DOCUMENT EXTRACT
>> BEGIN

Was the IT guy trying to break the world record for longest small talk session? Well, I had important scumbag temp employee things to do like admire my cute hair in the mirror and drink all the free hot chocolate.
Most importantly, I had to complete twenty-five of hopefully one hundred squats before the morning’s mail delivery. My bank account might look like temp receptionist, but my booty was gonna look like full-time stripper.
Finally, the longest moment of small talk seemed to be rounding off. “What’s your name again?”
“Onicia,” I replied while pointing to my OVERSIZED nametag. Why people don’t read?
“Cool. What do your friends call you?” First of all, sir, how dare you assume I have friends.
“Onicia,” I said while again pointing to my OVERSIZED nametag,
“So you don’t have a nickname? What about Ni-ni?” His questions came in rapid succession.
What in the corporate frick frack? This man just butchered ‘Onicia’, a name that means ‘wanted by the gods’, and swapped it for a Mr Ed the talking horse sound effect! He’s gunning for a horse kick in the face, man.
The absolute audacity to choose Ni-ni as an alternative to Onicia was just– Gah! Did I have a big nose and overly-bleached teeth and hair?!
Maybe he didn’t realize what he was doing. I needed to bring his naming crimes to his consciousness. “Like Nene Leakes? No. Onicia is easy to say; It sounds like Alicia but with an O.” I punctuated my assertion with a curt smile and levelled chin.
Roberto doubled down on his naming faux pas. “You don’t like Ni-ni? Ah, we’ll figure it out.”
No the blankity blank we won’t figure out how to defile a perfectly beautiful and compact name like Onicia.

>> END

LISTED ENTRIES
>> BEGIN

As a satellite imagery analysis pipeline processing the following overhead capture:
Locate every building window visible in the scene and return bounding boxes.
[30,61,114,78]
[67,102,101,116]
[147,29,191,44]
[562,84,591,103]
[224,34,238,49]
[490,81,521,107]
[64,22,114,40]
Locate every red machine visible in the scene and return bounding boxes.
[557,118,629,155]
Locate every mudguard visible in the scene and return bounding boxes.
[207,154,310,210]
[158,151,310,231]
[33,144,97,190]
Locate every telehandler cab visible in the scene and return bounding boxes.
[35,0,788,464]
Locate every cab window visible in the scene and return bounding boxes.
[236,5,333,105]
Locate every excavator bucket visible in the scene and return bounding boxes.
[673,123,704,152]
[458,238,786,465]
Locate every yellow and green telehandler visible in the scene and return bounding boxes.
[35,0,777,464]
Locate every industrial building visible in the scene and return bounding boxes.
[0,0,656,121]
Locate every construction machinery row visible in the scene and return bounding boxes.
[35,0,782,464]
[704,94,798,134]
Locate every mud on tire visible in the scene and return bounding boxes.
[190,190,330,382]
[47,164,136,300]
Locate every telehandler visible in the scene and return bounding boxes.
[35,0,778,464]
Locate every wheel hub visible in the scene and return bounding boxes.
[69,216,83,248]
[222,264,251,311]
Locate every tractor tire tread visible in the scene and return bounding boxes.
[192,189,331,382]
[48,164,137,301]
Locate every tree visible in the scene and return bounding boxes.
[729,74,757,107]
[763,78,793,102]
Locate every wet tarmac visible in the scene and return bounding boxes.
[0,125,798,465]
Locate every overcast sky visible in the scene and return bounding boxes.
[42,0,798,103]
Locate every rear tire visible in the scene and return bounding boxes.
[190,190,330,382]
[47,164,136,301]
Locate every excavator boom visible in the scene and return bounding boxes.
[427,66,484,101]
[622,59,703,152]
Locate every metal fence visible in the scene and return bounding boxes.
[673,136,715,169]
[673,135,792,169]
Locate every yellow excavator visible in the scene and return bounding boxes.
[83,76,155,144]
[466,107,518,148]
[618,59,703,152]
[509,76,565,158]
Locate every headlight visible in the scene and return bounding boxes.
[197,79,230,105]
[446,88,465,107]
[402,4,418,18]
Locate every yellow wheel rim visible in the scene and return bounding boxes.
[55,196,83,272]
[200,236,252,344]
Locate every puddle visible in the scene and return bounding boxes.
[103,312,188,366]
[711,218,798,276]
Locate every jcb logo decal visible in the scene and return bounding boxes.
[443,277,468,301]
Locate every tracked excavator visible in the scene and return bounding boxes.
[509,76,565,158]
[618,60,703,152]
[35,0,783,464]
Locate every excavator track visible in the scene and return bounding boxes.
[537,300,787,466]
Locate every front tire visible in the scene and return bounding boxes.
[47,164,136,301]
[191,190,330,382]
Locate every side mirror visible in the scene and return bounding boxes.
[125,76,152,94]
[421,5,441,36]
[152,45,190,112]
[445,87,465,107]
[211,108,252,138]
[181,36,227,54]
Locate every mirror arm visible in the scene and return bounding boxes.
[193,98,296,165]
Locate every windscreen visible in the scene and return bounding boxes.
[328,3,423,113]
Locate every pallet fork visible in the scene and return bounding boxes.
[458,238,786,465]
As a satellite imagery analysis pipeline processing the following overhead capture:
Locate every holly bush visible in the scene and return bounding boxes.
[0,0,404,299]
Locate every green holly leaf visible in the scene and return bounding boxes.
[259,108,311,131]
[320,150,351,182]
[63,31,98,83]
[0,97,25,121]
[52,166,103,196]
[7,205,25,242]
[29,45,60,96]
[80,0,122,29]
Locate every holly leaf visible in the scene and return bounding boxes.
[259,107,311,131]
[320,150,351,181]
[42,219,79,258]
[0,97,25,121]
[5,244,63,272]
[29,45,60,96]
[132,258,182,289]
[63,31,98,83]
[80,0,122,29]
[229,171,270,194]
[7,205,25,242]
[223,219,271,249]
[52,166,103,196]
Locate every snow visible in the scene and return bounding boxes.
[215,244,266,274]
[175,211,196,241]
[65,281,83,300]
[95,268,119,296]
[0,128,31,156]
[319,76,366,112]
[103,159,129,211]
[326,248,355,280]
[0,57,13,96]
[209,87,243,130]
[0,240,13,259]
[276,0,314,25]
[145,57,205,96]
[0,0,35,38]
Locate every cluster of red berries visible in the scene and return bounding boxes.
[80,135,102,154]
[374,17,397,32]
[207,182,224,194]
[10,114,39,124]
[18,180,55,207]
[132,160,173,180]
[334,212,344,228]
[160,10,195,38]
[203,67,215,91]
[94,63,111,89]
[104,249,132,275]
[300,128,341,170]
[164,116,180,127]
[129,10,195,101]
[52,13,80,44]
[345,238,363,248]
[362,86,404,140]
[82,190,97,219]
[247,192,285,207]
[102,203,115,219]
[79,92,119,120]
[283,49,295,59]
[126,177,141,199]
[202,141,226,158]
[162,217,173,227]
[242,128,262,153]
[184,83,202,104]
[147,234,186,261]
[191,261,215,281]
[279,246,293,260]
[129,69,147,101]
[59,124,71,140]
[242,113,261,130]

>> END

THE TASKS
1. Render the stretch of the entries from the first line through the line containing "[64,22,114,40]" as a Markdown table with the columns "No." and "Entry," numbering each line and leaving out blank lines.
2. Pick up the story about Onicia and her nickname right after its last sentence and write the next part.
The entries are unrelated to the story about Onicia's name.

RESULTS FOR THE EXERCISE
1.
| No. | Entry |
|---|---|
| 1 | As a satellite imagery analysis pipeline processing the following overhead capture: |
| 2 | Locate every building window visible in the scene and return bounding boxes. |
| 3 | [30,61,114,78] |
| 4 | [67,102,101,116] |
| 5 | [147,29,191,44] |
| 6 | [562,84,591,103] |
| 7 | [224,34,238,49] |
| 8 | [490,81,521,107] |
| 9 | [64,22,114,40] |

2.
And while we’re on the topic of my name, ‘Muller’ is pronounced Muh-lure. Not ‘mule-lah’ like some donkey laughing in a corner. Muh-lure as in MUH milkshakes LURE all the boys to the yard. Dang right, my jokes staler than yours.
Choops, I guess that’s what you should expect from someone who thinks “Anyways, don’t let me keep you” is code for “Anyways, don’t let me get to that machine filled with free hot chocolate. Please keep jibber-jabbering so I can’t do my one hundred squats and let my glutes go soft like an Olympian couch potato.”
Le sigh. Serves me right for giving a real response to “Good Morning. How are you?”
Having real conversations with your coworkers is worse than talking to randos. At least with strangers, you don’t have to worry explaining why you take four thirty-minute bathroom breaks a day. (#SquatsIsLife)
Sidebar: I would have done #GTL, but my situation was more Gym, Time Theft, Lavatory – which isn’t quite as relatable.
Shout out to all the Black Women at work who go by their birth names. May the spirit of Watermelondrea Jones be with us as we navigate the seas of corporate cubicles.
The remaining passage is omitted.